(Extracted data)
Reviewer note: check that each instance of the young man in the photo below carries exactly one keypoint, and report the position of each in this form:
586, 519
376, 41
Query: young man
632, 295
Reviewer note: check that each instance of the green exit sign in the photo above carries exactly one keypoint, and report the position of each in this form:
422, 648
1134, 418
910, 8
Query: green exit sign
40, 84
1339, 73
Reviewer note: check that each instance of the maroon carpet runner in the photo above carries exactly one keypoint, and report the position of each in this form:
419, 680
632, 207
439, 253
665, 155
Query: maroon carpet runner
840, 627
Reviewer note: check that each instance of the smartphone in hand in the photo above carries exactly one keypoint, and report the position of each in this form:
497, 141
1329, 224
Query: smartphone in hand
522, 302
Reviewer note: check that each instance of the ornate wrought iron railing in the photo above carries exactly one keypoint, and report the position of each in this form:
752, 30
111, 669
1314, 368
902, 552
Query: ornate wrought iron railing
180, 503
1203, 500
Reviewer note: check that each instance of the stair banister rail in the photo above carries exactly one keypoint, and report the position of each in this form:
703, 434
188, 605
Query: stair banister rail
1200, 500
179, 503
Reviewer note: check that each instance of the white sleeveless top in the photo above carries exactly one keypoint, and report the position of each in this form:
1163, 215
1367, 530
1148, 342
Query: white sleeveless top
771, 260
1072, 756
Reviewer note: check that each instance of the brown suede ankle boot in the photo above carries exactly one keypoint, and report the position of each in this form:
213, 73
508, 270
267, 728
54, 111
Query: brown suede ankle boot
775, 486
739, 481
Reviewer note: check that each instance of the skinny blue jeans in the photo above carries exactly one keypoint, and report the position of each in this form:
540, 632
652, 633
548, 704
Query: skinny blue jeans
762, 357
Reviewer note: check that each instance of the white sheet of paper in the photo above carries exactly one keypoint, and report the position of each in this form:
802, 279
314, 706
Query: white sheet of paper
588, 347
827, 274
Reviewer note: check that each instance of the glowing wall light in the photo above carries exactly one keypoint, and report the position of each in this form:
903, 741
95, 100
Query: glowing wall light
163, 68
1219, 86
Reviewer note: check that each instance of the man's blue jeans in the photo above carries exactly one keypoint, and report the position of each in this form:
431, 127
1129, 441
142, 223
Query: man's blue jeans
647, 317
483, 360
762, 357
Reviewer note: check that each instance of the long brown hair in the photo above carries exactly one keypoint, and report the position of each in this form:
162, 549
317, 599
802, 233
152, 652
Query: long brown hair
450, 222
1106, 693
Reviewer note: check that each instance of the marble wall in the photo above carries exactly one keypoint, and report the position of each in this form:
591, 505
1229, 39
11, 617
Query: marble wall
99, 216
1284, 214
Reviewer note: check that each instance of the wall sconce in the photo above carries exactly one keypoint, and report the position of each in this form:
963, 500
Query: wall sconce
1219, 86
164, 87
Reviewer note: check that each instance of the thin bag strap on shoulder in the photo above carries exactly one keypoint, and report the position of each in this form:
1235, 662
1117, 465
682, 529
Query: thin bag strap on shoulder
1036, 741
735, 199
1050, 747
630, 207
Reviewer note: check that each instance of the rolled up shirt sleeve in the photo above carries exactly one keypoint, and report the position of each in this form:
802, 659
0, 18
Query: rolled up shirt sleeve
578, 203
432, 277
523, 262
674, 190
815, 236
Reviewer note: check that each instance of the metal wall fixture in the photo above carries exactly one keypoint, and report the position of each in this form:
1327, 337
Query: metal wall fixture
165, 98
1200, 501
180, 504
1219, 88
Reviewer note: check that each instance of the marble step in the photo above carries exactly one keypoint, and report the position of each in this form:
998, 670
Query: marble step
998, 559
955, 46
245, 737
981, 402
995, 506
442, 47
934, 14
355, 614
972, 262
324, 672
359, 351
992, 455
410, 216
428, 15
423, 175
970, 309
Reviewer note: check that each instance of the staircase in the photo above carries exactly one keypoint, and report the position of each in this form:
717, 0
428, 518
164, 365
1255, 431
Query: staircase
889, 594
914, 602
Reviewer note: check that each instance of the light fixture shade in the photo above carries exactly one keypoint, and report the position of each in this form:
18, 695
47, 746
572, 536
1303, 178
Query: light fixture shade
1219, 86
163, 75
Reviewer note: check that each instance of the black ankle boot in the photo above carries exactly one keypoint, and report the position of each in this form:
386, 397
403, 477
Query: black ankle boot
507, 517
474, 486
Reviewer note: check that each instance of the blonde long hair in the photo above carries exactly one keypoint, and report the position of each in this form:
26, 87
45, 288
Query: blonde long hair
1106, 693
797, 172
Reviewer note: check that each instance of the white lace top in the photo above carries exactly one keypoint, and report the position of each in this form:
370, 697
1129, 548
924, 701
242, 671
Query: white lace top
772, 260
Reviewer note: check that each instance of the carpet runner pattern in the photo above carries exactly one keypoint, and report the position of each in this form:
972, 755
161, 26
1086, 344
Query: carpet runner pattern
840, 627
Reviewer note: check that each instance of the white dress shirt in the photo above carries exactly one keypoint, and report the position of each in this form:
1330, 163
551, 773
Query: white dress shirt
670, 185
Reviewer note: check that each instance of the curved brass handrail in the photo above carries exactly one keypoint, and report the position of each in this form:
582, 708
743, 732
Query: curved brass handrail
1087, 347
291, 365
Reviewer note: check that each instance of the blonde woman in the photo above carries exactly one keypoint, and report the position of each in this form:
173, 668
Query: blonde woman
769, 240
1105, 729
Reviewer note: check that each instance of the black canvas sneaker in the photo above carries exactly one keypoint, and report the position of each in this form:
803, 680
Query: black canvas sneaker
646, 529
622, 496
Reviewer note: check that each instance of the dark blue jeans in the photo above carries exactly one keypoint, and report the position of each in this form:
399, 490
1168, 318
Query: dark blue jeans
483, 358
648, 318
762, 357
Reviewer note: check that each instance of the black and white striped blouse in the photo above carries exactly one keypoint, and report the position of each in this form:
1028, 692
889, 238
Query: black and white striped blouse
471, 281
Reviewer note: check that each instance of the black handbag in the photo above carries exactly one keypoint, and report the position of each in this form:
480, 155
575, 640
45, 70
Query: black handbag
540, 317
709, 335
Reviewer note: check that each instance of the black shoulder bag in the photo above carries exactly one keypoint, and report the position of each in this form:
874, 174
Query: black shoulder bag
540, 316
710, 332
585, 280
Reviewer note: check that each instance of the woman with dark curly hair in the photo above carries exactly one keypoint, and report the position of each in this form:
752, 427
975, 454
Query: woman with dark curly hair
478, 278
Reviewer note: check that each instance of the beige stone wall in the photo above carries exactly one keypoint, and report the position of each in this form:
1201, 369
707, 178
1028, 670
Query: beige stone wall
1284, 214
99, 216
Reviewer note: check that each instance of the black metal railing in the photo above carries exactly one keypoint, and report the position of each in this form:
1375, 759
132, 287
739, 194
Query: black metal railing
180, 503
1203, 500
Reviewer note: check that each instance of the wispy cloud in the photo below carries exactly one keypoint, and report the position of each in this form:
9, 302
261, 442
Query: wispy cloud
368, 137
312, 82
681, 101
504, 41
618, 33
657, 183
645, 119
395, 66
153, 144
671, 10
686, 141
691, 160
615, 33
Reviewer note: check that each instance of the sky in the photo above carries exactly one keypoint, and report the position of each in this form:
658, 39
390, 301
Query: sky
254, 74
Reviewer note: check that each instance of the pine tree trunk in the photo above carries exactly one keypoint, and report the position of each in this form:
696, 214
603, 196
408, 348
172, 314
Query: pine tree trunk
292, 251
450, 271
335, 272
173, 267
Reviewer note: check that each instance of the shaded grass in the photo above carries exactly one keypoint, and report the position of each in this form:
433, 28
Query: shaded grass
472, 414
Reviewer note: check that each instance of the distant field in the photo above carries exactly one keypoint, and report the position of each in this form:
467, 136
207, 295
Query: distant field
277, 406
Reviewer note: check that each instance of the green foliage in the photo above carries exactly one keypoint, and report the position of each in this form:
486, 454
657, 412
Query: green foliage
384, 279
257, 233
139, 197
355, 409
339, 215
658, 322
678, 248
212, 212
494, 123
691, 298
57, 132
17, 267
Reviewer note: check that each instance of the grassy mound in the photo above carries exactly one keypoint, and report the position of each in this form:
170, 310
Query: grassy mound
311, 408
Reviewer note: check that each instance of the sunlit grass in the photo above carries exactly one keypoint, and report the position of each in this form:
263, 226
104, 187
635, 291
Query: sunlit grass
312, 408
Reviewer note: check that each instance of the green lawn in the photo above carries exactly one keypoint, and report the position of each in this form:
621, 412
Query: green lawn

• Goal: Recast the data above as a Markdown table with the columns Row and Line, starting at the line that contains "Reviewer note: check that each instance of the green lawn" and continuing through the end of the data. Number each line in the Row column and leave out any blank lines.

• Problem solution:
| Row | Line |
|---|---|
| 1 | Reviewer note: check that each instance of the green lawn in the photo above carries exactly one keypoint, and report the position of each in this form: |
| 2 | 621, 412 |
| 3 | Query: green lawn |